#### [WHAT IS REQUIRED]
Make an exact copy of the entries below.
** start MATERIAL PROVIDED **
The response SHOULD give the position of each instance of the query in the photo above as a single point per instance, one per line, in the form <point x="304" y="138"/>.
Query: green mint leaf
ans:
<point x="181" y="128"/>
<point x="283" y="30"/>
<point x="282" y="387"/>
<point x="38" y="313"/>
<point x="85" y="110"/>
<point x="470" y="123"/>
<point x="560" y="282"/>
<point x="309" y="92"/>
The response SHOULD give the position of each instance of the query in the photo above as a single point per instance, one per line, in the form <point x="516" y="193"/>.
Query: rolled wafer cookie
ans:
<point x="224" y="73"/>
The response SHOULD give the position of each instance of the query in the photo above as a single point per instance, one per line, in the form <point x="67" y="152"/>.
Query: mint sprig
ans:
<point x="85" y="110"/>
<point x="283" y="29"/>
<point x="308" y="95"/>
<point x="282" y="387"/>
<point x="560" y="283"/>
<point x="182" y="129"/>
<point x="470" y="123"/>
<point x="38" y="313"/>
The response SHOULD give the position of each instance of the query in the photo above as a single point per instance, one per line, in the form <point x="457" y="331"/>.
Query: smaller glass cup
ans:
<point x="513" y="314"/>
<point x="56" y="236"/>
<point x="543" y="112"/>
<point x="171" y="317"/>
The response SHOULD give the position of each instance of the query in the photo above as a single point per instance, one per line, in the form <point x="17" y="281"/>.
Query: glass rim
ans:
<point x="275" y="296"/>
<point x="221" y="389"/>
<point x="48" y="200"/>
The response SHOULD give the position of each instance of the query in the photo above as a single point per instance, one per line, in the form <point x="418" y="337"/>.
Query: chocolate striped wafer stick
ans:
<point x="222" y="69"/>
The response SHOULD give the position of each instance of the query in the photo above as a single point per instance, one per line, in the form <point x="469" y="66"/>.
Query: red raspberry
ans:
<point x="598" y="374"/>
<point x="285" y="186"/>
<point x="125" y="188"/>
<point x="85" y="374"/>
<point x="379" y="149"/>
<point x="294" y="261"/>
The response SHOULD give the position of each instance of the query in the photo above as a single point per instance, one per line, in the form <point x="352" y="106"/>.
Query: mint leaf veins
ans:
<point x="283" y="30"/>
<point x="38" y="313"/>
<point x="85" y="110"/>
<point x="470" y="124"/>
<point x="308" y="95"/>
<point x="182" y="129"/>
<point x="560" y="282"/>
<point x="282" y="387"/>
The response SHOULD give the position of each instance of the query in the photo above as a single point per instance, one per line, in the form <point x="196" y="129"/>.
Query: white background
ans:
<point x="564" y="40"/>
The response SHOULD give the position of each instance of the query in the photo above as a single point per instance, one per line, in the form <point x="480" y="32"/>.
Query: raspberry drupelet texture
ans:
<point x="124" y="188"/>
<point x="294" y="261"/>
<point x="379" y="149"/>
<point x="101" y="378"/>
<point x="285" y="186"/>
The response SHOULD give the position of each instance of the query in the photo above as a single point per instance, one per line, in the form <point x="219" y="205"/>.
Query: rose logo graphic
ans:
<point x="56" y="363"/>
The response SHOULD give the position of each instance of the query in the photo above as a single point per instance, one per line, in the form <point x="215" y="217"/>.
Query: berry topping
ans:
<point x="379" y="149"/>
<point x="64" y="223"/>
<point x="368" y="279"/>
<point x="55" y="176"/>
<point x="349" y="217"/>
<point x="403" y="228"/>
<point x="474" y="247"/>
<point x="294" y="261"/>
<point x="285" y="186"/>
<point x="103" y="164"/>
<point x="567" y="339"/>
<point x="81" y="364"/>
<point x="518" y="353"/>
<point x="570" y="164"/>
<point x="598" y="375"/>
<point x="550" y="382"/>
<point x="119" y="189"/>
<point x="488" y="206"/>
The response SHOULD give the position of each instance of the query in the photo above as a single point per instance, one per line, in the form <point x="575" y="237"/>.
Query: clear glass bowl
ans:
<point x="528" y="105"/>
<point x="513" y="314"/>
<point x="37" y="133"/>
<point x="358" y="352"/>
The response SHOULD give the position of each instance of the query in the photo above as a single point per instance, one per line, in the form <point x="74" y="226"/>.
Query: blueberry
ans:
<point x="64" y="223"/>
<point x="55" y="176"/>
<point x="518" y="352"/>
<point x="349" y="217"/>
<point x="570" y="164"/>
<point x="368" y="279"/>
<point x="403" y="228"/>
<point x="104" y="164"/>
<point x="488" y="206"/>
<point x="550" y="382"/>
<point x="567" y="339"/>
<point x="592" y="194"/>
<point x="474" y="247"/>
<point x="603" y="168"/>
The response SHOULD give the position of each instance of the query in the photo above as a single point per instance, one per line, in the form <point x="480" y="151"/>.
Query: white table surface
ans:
** end MATERIAL PROVIDED **
#### [EXPECTED OUTPUT]
The response SHOULD give the position of each instance of the query in the photo above as a single point per instance, one per line, in the form <point x="304" y="138"/>.
Query: green mint leaf
ans:
<point x="181" y="128"/>
<point x="283" y="30"/>
<point x="282" y="387"/>
<point x="38" y="313"/>
<point x="85" y="110"/>
<point x="470" y="123"/>
<point x="560" y="282"/>
<point x="309" y="92"/>
The response SHOULD give the position of each instance of the query in the photo above as a single point per instance, one per line, in the form <point x="516" y="193"/>.
Query: rolled wafer cookie
ans:
<point x="224" y="73"/>
The response SHOULD give the position of each instance of the query in the photo above as a single point per instance, one per line, in the form <point x="67" y="152"/>.
Query: mint sprig
ans:
<point x="85" y="110"/>
<point x="283" y="29"/>
<point x="308" y="95"/>
<point x="282" y="387"/>
<point x="560" y="283"/>
<point x="182" y="129"/>
<point x="470" y="123"/>
<point x="38" y="313"/>
The response SHOULD give the position of each instance of the query in the photo above as a single point per instance, one per line, in the form <point x="457" y="331"/>.
Query: smaller glass cup
ans:
<point x="513" y="314"/>
<point x="56" y="236"/>
<point x="543" y="112"/>
<point x="171" y="317"/>
The response SHOULD give the position of each instance of the query in the photo above as a single point per instance, one per line, in the form <point x="17" y="281"/>.
Query: glass rim
ans:
<point x="275" y="296"/>
<point x="221" y="389"/>
<point x="48" y="200"/>
The response SHOULD give the position of each instance of the query in the photo above as a single point per instance, one per line, in the form <point x="418" y="337"/>.
Query: chocolate striped wafer stick
ans:
<point x="222" y="69"/>
The response SHOULD give the position of each instance of the query in the photo above as a single point per instance, one per line, in the form <point x="469" y="66"/>.
Query: red raspberry
ans:
<point x="598" y="374"/>
<point x="285" y="186"/>
<point x="125" y="188"/>
<point x="85" y="374"/>
<point x="379" y="149"/>
<point x="294" y="261"/>
The response SHOULD give the position of each instance of the query in the photo above as a single point per instance, one per line, in the form <point x="352" y="106"/>.
Query: mint leaf veins
ans:
<point x="283" y="30"/>
<point x="38" y="313"/>
<point x="85" y="110"/>
<point x="470" y="124"/>
<point x="308" y="95"/>
<point x="182" y="129"/>
<point x="560" y="282"/>
<point x="282" y="387"/>
The response SHOULD give the position of each instance of the query in the photo above as a single point per instance, one per line, in the form <point x="196" y="129"/>.
Query: white background
ans:
<point x="564" y="40"/>
The response SHOULD give the position of each instance of the query in the photo above as a single point per instance, one per line, in the form <point x="480" y="32"/>.
Query: raspberry drupelet texture
ans:
<point x="124" y="188"/>
<point x="294" y="261"/>
<point x="379" y="149"/>
<point x="101" y="378"/>
<point x="285" y="186"/>
The response SHOULD give the position of each instance of the query in the photo above as a single point per instance, one per line, in the form <point x="219" y="205"/>.
Query: rose logo graphic
ans:
<point x="56" y="363"/>
The response SHOULD give the position of each instance of the query in the photo above as a single point per instance, one per line, in the form <point x="215" y="217"/>.
Query: berry topping
ans:
<point x="379" y="149"/>
<point x="64" y="223"/>
<point x="368" y="279"/>
<point x="55" y="176"/>
<point x="349" y="217"/>
<point x="403" y="228"/>
<point x="474" y="247"/>
<point x="294" y="261"/>
<point x="285" y="186"/>
<point x="103" y="164"/>
<point x="567" y="339"/>
<point x="81" y="364"/>
<point x="518" y="353"/>
<point x="570" y="164"/>
<point x="598" y="375"/>
<point x="550" y="382"/>
<point x="119" y="189"/>
<point x="488" y="206"/>
The response SHOULD give the position of each instance of the query in the photo above as a single point per instance, one per line, in the form <point x="575" y="237"/>.
Query: clear glass bowl
ans:
<point x="528" y="105"/>
<point x="513" y="314"/>
<point x="37" y="133"/>
<point x="358" y="352"/>
The response SHOULD give the position of each instance of the query in the photo above as a single point per instance, one per line, in the form <point x="74" y="226"/>.
Query: blueberry
ans:
<point x="64" y="223"/>
<point x="55" y="176"/>
<point x="518" y="352"/>
<point x="349" y="217"/>
<point x="570" y="164"/>
<point x="368" y="279"/>
<point x="403" y="228"/>
<point x="104" y="164"/>
<point x="488" y="206"/>
<point x="550" y="382"/>
<point x="567" y="339"/>
<point x="592" y="194"/>
<point x="474" y="247"/>
<point x="603" y="168"/>
The response SHOULD give the position of each instance of the query in the photo above as a single point per instance, one per line, in the form <point x="480" y="151"/>.
Query: white table surface
ans:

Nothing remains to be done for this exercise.